> YOUR ASSIGNMENT
Every record must be restated exactly. Drop the images.

> EXCERPTED RECORDS
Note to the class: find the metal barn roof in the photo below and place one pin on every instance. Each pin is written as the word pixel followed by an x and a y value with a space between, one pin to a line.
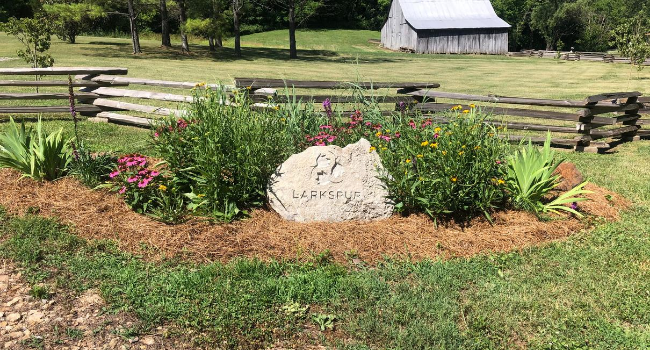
pixel 447 14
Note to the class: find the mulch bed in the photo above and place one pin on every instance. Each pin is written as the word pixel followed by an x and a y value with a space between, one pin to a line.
pixel 103 215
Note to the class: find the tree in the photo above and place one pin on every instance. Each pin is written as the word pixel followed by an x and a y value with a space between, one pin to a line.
pixel 298 11
pixel 183 18
pixel 631 40
pixel 35 34
pixel 70 18
pixel 237 6
pixel 164 16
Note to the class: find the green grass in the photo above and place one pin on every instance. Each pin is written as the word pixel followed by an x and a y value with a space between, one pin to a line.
pixel 588 292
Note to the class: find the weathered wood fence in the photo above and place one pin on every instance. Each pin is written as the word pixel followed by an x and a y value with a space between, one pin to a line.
pixel 574 56
pixel 595 123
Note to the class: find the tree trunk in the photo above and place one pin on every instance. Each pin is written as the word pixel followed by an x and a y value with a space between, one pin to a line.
pixel 164 16
pixel 293 52
pixel 134 29
pixel 183 17
pixel 235 19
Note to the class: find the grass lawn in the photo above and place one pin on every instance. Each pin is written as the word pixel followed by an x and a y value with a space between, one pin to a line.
pixel 591 291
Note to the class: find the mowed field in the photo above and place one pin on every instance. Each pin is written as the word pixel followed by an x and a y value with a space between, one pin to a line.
pixel 590 291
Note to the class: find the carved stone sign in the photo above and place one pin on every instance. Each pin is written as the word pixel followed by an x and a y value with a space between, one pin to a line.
pixel 330 183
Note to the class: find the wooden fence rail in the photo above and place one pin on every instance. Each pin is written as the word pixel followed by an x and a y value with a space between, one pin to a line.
pixel 593 122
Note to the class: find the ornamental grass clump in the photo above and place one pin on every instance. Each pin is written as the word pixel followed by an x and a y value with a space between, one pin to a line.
pixel 530 175
pixel 223 154
pixel 36 153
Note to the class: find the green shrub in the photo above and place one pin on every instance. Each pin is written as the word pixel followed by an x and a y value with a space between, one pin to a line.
pixel 223 155
pixel 530 178
pixel 35 153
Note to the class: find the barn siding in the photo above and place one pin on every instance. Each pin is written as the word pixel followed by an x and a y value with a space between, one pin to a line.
pixel 463 41
pixel 398 33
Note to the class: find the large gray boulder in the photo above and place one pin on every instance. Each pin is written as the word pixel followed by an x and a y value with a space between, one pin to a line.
pixel 330 183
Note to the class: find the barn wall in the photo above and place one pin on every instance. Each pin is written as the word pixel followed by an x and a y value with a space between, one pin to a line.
pixel 397 33
pixel 493 41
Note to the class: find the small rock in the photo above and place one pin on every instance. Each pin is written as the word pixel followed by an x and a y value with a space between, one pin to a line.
pixel 15 335
pixel 14 317
pixel 36 317
pixel 570 176
pixel 13 301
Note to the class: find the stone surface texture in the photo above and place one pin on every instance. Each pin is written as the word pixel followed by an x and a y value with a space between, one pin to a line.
pixel 331 184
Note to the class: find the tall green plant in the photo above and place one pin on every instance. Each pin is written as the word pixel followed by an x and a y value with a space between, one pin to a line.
pixel 35 153
pixel 531 177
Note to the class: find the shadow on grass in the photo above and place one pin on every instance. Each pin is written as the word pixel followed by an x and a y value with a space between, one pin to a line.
pixel 225 54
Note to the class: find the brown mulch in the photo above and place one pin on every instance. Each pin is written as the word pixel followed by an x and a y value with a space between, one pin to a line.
pixel 103 215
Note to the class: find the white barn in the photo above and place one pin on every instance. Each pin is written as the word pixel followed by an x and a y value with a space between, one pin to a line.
pixel 445 26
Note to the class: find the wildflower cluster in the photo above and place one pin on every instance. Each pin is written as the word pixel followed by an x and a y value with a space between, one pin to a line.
pixel 136 182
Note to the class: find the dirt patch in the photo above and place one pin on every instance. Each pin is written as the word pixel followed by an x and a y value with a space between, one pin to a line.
pixel 103 215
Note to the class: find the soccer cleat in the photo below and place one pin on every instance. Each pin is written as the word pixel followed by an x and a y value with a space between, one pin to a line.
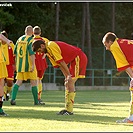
pixel 126 120
pixel 3 114
pixel 64 112
pixel 13 102
pixel 7 96
pixel 39 103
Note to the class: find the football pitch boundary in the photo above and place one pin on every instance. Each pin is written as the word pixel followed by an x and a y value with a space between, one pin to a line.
pixel 94 111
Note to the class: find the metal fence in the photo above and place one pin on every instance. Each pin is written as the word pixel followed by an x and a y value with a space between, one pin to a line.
pixel 94 77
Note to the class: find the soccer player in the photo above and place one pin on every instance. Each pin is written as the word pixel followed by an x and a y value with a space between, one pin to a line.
pixel 61 55
pixel 25 64
pixel 40 61
pixel 9 57
pixel 122 51
pixel 3 72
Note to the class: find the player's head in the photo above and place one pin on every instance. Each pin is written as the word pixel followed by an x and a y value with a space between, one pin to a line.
pixel 108 39
pixel 29 30
pixel 5 34
pixel 37 30
pixel 39 46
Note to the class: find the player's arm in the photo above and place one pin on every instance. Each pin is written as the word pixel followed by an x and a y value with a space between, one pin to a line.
pixel 3 38
pixel 65 70
pixel 32 57
pixel 130 73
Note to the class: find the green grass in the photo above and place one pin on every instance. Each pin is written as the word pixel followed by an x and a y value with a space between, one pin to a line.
pixel 93 111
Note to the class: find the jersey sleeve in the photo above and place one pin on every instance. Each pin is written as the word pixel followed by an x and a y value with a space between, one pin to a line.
pixel 121 61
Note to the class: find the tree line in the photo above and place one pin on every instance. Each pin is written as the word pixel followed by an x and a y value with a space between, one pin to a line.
pixel 82 24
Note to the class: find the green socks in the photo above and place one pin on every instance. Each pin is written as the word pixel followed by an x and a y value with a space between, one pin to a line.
pixel 14 91
pixel 1 103
pixel 35 94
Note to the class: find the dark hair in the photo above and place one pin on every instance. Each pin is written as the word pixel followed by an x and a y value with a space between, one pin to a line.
pixel 109 37
pixel 4 33
pixel 37 30
pixel 37 44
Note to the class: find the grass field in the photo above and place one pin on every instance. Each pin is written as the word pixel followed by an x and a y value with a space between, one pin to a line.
pixel 94 111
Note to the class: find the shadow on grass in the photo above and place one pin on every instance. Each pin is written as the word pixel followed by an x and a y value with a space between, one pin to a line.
pixel 26 109
pixel 51 115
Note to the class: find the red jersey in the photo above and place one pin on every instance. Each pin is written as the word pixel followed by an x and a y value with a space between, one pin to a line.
pixel 41 63
pixel 122 50
pixel 59 51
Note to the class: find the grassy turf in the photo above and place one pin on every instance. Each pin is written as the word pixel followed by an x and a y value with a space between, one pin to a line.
pixel 93 111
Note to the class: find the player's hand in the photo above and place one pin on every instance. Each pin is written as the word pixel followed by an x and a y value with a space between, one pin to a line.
pixel 32 68
pixel 131 83
pixel 9 41
pixel 68 79
pixel 44 56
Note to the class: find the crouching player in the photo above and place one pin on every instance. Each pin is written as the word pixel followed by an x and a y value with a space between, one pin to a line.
pixel 122 51
pixel 61 55
pixel 10 64
pixel 3 73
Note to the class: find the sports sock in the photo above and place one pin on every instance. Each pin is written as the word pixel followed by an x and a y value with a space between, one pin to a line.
pixel 35 94
pixel 14 91
pixel 131 105
pixel 66 98
pixel 1 103
pixel 5 91
pixel 9 89
pixel 39 91
pixel 71 96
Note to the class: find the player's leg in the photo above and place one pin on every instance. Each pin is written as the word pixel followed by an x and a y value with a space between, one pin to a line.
pixel 70 95
pixel 40 86
pixel 8 86
pixel 2 113
pixel 15 91
pixel 34 90
pixel 130 118
pixel 77 70
pixel 9 80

> ANSWER SECTION
Note to the class: find the metal barn roof in the photo below and place one pin on every instance. Each pin is written as the word pixel followed by an x and a y value with a space between, one pin to a line.
pixel 447 14
Note to the class: find the mulch bed in the photo above and place one pin on every instance. Each pin is written as the word pixel followed by an x and a y value with a space between, one pin to a line.
pixel 103 215
Note to the class: find the tree in the photo above and place one pin on every instance. Each pin is written as the word pixel followed by an x and a y value with a space between, one pin to a line.
pixel 298 11
pixel 183 18
pixel 631 40
pixel 35 34
pixel 70 18
pixel 237 6
pixel 164 16
Note to the class: find the green grass in the photo above and place one pin on every instance. Each pin is written as the word pixel followed by an x and a y value with a space between, one pin to a line.
pixel 588 292
Note to the class: find the weathered wood fence in the photo above and place one pin on every instance. Each pin is written as the word pixel followed by an x and a y value with a space between, one pin to a line.
pixel 574 56
pixel 595 123
Note to the class: find the tree trunk in the photo above and place one pin on every instance. Each pin is written as the word pixel followed by an x and a y value with a space between, one pin to a line.
pixel 164 16
pixel 293 52
pixel 134 29
pixel 183 17
pixel 235 19
Note to the class: find the grass lawn in the photo above and place one pin on every instance. Each pin is written as the word pixel followed by an x and a y value with a space between, one pin to a line.
pixel 591 291
Note to the class: find the mowed field in the photo above and place one pin on every instance. Each pin is written as the word pixel followed by an x and a y value with a space between, one pin to a line.
pixel 590 291
Note to the class: find the carved stone sign in the photo above and place one pin on every instance. Each pin is written as the word pixel followed by an x and a y value with a space between, one pin to a line.
pixel 330 183
Note to the class: find the wooden fence rail in the photo above and place one pin on every instance. Each pin is written as the word pixel followed by an x and a y value with a space between, one pin to a line.
pixel 593 122
Note to the class: find the ornamental grass clump in the photo above and place one pin on every instance. Each pin is written as the word pixel followed by an x and a y value with a space between, one pin to a line.
pixel 530 175
pixel 223 154
pixel 36 153
Note to the class: find the green shrub in the photo above and place one pin on every instance. Each pin is written as the word pixel followed by an x and a y value with a space between, one pin to a line.
pixel 223 155
pixel 530 178
pixel 35 153
Note to the class: find the barn siding in the photo above and place one pin on every instance. Each pin is written as the word pixel followed by an x and a y value with a space between, one pin to a line.
pixel 463 41
pixel 398 33
Note to the class: find the large gray boulder in the photo above and place one pin on every instance. Each pin is written as the word pixel followed by an x and a y value with a space between, one pin to a line.
pixel 330 183
Note to the class: find the barn wall in the photo above and place one pin on every instance. Each pin is written as the word pixel followed by an x and a y value with a space between, one pin to a line.
pixel 397 33
pixel 493 41
Note to the class: find the small rock in the photo above and place one pin on every instance. Each pin is written as the word pixel followed by an x and a y value with a space between, one pin to a line.
pixel 15 335
pixel 14 317
pixel 36 317
pixel 570 176
pixel 13 301
Note to the class: find the stone surface texture in the photo above and place one pin on every instance. Each pin is written as the word pixel followed by an x and a y value with a space between, one pin to a line.
pixel 331 184
Note to the class: find the tall green plant in the photo above and place one pin on every instance. Each pin is written as the word pixel followed by an x and a y value with a space between, one pin to a line.
pixel 35 153
pixel 531 177
Note to the class: find the shadow on grass in the photo above and place one pin on every instance. Each pin is written as the word pixel followed by an x and a y value with a space between, one pin to a line.
pixel 225 54
Note to the class: find the brown mulch in the photo above and place one pin on every instance. Each pin is written as the word pixel followed by an x and a y value with a space between, one pin to a line.
pixel 103 215
Note to the class: find the white barn in the photo above and place one pin on every instance. Each pin is written as the word pixel followed by an x and a y value with a space between, one pin to a line.
pixel 445 26
Note to the class: find the wildflower cluster in the photo above and place one pin on every instance. Each pin is written as the word pixel followed by an x and a y value with a space between, one pin to a line.
pixel 136 182
Note to the class: find the dirt patch in the photo above and place one pin on every instance. Each pin is written as the word pixel followed by an x and a y value with a space between, one pin to a line.
pixel 103 215
Note to the class: find the soccer cleat in the photo below and place one pin on every instance. Each pin is written as the word pixel followed by an x and a y value with a space between, one pin to a line.
pixel 126 120
pixel 3 114
pixel 64 112
pixel 13 102
pixel 7 96
pixel 39 103
Note to the class: find the football pitch boundary in the photo above and place one pin on every instance. Each pin is written as the word pixel followed by an x and a y value with a space between, one pin to a line.
pixel 94 111
Note to the class: find the metal fence in the photo above and place one pin on every instance. Each pin is written as the word pixel followed by an x and a y value with a space between, one pin to a line.
pixel 94 77
Note to the class: find the soccer player in the photo above and place one pin on every instance. Each pin is written as the word pixel followed by an x and a y value with a space between, one pin to a line.
pixel 61 55
pixel 25 64
pixel 40 61
pixel 9 57
pixel 122 51
pixel 3 72
Note to the class: find the player's head in the photo above and place one pin on every instance. Each pin is written as the word pixel followed by an x and a y value with a space between, one pin to a line.
pixel 108 39
pixel 29 30
pixel 5 34
pixel 37 30
pixel 39 46
Note to the class: find the player's arm in the photo above and place one pin on every instance. Each pin is written as the word pixel followed by an x and a y value with a space between, one pin to a line.
pixel 3 38
pixel 65 70
pixel 32 57
pixel 130 73
Note to the class: find the green grass in the photo above and place one pin on every instance. Each pin is written as the word pixel followed by an x and a y value with a space between, one pin to a line.
pixel 93 111
Note to the class: find the jersey sleeve in the photo above and place one pin on every instance. Each pin is written as the word pixel followed by an x and a y value with a space between, one pin to a line.
pixel 121 61
Note to the class: find the tree line in the photo above and place one pin on every instance. Each pin is written as the word pixel followed by an x and a y value with a space between, one pin to a line.
pixel 82 24
Note to the class: find the green socks in the photo above and place one pin on every instance. Each pin is written as the word pixel followed by an x and a y value with a space between, one pin to a line.
pixel 14 91
pixel 1 103
pixel 35 94
Note to the class: find the dark hair in the photo above and place one pin on every instance. Each pin is written as the word pixel followed by an x and a y value with a space between, one pin to a line.
pixel 109 37
pixel 4 33
pixel 37 30
pixel 37 44
Note to the class: find the grass field in the photo above and place one pin on every instance. Each pin is written as the word pixel followed by an x and a y value with a space between, one pin to a line.
pixel 94 111
Note to the class: find the shadow on grass in the photo above and place one pin on every instance. Each pin is written as the word pixel followed by an x and a y value with a space between, one pin to a line.
pixel 26 109
pixel 51 115
Note to the class: find the red jersey in the photo above and place one pin on every instance. Each pin is written as the word pixel followed by an x and a y value with a space between, one pin to a line.
pixel 41 63
pixel 122 50
pixel 59 51
Note to the class: find the grassy turf in the photo above and place one pin on every instance. Each pin is written as the word pixel followed by an x and a y value with a space between, one pin to a line.
pixel 93 111
Note to the class: find the player's hand in the photo above and place one pin on every instance. Each pin is written as the word pixel followed by an x and a y value with a space between, one pin to a line.
pixel 32 68
pixel 131 83
pixel 9 41
pixel 68 79
pixel 44 56
Note to the class: find the crouching player in the photo above and place one pin on every instance. Each pin is written as the word pixel followed by an x and a y value with a space between, one pin to a line.
pixel 122 51
pixel 61 55
pixel 10 64
pixel 3 73
Note to the class: find the sports sock in the photo above and place one pin on every instance. Each pin is written as the word pixel followed by an x and a y value with a space between, one pin to a line.
pixel 35 94
pixel 14 91
pixel 131 105
pixel 66 98
pixel 1 103
pixel 5 91
pixel 9 89
pixel 39 91
pixel 71 96
Note to the class: find the player's leg in the photo above and place one pin on every instance. Each pin is written as the word pixel followed by an x and a y value with a space between, one pin to a line.
pixel 70 95
pixel 40 86
pixel 8 86
pixel 2 113
pixel 15 91
pixel 34 90
pixel 130 118
pixel 77 70
pixel 9 80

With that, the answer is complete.